Document extract ▸
»»

AI Bubbles

Members of the Fake Intelligence scientific committee have recognized AI bubbles and stated them Fake Intelligence. These nine bubbles will be published one by one on this page, stay tuned.


Bubble no. 1: Everything can be solved with Deep Learning?

George Orwell introduces a concept of doublethink in his novel nineteen eighty-four. Doublethink means that person accepts two mutually contradictory beliefs as correct without any mental conflict or contradiction, i.e. without cognitive dissonance.

Deep Learning has brought a paradigm shift into AI programming. It has changed the way we see AI nowadays. Definitely one of the most important solution around AI.

Our doublethink around Deep Learning is that any intelligent operation can be done with it. No other thought allowed, or you are not a true member of AI society.

At the same time we know for sure (based on e.g. science) that human thinking is way more complex. We also know, that so far only relatively trivial cases are successfully implemented with Deep Learning. And still, as AI society, we doublethink that everything can be solved with Deep Learning.

PhD Harri Ketamo, Headai, Chairman Of The Board, Founder


Bubble no. 2: Every software is AI software

Artificial intelligence, data analytics and big data rose to public awareness some three years ago. As an immediate consequence, a huge number of software, IoT and robotics companies changed their marketing vocabulary. Now they are all AI experts in their business area.

Their web page once advertised their ERP software to support business growth. Now their artificial intelligence solutions optimally secure and guide the business growth. Likewise, they once used statistical methods to explore data, but nowadays they exploit data analytics to reveal hidden patterns. My very good friend Harri Ketamo (bubble 1), the major stakeholder of a real AI company, has portrayed the situation enjoyably: “If one has more rows in Excel than can be seen on the display, it is big data today”.

PhD Cimmo Nurmi, Satakunta University of Applied Sciences, Vice President
CI Computational Intelligence, Chairman Of The Board, Founder


Bubble no. 3: Optimization is now easy

For over 10 years ago me and my friend started to optimize. Only scientists knew how to. The ordinary man didn’t even recognize that it could be done.

Today everybody knows how to. Even those who doesn’t know they are in the business. They even seem to be the best ones in it. Almost.

PhD Jari Kyngäs, Satakunta University of Applied Sciences, Principal Lecturer


Bubble no. 4: Ai makes suspicious decisions!

We are afraid of artificial intelligence making non-perfect decisions. We are not worried who trains the AI and with what data. In fact we are not worried at all if we are fooled by beliefs told by other people, not even in the case when all the facts are against the belief.

AI is not figuring out anything on its own, it behaves based on algorithm and data. Both are people made decisions.

««

Entries supplied ▸
»»

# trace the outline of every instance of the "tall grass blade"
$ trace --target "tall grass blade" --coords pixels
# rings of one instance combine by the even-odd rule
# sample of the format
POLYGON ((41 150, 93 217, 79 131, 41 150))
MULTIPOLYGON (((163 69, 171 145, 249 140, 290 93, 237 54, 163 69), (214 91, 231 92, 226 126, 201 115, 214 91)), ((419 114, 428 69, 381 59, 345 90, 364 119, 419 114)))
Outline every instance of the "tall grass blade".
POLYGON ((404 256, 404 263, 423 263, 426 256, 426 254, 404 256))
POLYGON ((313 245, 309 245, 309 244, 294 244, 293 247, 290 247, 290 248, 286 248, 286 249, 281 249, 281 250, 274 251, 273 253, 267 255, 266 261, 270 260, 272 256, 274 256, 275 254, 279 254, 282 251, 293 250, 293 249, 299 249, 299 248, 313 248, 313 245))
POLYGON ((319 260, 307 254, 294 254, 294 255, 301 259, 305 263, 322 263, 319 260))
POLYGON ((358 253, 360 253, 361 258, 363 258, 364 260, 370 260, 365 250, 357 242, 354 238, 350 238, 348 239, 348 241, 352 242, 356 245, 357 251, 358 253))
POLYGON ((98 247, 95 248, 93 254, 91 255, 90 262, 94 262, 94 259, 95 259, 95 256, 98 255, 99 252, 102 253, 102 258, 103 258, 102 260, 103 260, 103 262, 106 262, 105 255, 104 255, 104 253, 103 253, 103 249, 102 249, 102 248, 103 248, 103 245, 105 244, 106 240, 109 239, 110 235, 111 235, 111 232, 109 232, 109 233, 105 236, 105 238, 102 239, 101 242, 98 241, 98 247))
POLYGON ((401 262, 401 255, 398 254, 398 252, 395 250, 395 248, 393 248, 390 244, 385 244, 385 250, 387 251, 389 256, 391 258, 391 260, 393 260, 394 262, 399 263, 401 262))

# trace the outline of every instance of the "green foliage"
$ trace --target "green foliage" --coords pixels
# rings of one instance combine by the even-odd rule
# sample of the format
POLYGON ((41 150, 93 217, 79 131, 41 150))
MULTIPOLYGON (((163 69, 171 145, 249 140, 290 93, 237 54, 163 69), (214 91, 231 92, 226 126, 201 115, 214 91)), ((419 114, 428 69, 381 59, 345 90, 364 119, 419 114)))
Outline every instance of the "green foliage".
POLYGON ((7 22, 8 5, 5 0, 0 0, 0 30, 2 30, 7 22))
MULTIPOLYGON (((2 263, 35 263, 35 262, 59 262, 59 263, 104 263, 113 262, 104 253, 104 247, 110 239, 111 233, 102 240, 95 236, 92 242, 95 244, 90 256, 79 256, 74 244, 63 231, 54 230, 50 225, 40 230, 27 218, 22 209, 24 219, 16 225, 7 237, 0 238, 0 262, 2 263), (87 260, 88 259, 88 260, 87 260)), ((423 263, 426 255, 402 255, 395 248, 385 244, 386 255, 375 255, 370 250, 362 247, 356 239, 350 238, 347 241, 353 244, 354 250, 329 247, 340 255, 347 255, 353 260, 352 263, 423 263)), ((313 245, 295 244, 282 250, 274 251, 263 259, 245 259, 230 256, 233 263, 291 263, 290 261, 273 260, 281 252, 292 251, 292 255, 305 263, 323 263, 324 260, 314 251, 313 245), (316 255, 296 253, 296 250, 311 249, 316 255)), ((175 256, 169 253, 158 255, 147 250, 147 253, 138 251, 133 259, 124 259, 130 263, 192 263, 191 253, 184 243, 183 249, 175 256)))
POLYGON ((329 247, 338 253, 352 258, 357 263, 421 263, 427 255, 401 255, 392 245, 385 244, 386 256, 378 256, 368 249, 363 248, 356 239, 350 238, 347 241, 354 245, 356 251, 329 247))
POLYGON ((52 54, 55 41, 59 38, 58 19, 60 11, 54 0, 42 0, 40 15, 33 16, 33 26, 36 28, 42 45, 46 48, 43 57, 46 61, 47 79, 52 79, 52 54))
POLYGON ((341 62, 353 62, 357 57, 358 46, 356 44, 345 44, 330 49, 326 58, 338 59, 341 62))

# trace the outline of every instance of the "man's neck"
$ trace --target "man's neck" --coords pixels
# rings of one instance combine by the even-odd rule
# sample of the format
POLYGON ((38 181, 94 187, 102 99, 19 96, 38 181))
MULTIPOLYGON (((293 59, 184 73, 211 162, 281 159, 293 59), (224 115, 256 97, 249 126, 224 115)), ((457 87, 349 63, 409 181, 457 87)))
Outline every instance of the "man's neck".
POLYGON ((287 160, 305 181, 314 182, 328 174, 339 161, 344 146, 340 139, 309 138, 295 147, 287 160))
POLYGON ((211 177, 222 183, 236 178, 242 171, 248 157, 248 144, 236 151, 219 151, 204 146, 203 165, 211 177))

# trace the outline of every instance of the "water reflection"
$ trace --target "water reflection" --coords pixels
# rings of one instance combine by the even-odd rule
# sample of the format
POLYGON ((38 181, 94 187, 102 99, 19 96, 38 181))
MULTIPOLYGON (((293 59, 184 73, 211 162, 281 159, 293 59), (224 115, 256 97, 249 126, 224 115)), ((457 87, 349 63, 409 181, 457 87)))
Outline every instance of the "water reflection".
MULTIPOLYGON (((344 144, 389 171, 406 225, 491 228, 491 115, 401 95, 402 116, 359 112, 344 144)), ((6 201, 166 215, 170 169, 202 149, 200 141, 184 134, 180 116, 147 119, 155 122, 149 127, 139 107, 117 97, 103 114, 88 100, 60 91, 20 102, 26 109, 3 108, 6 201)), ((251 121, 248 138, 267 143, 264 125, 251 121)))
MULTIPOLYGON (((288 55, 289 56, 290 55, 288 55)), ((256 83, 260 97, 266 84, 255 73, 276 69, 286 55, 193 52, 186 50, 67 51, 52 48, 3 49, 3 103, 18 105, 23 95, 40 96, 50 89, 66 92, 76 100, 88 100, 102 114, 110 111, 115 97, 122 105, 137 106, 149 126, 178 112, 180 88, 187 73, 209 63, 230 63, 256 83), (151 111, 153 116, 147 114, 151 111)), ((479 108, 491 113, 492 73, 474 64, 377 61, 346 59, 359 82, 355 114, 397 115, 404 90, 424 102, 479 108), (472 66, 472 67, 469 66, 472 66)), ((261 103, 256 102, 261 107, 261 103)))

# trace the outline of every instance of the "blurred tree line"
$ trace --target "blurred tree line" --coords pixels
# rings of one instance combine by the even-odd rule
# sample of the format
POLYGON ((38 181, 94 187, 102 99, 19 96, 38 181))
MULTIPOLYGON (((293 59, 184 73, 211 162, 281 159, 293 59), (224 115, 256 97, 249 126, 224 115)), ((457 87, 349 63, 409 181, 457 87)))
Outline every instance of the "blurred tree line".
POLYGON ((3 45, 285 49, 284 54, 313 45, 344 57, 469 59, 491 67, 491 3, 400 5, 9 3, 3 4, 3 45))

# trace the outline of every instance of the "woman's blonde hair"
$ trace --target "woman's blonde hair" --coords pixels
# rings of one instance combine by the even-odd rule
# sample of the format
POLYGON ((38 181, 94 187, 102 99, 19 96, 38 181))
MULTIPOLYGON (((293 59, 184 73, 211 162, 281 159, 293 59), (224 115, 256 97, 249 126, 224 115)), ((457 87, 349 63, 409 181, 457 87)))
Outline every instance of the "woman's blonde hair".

««

Prompt 1 ▸
In the AI bubbles page, shorten the paragraph beginning "Artificial intelligence, data analytics and big data rose" into a brief bulleted list that keeps its main facts.
Prompt 2 ▸
Output the records as a numbered list, from their first line up to and including the line with "POLYGON ((404 256, 404", leaving out any blank lines.

Written response 1 ▸
- About three years ago, artificial intelligence, data analytics and big data became widely known.
- As a result, many software, IoT and robotics companies changed their marketing vocabulary.
- All of them now present themselves as AI experts in their business area.

Written response 2 ▸
1. # trace the outline of every instance of the "tall grass blade"
2. $ trace --target "tall grass blade" --coords pixels
3. # rings of one instance combine by the even-odd rule
4. # sample of the format
5. POLYGON ((41 150, 93 217, 79 131, 41 150))
6. MULTIPOLYGON (((163 69, 171 145, 249 140, 290 93, 237 54, 163 69), (214 91, 231 92, 226 126, 201 115, 214 91)), ((419 114, 428 69, 381 59, 345 90, 364 119, 419 114)))
7. Outline every instance of the "tall grass blade".
8. POLYGON ((404 256, 404 263, 423 263, 426 256, 426 254, 404 256))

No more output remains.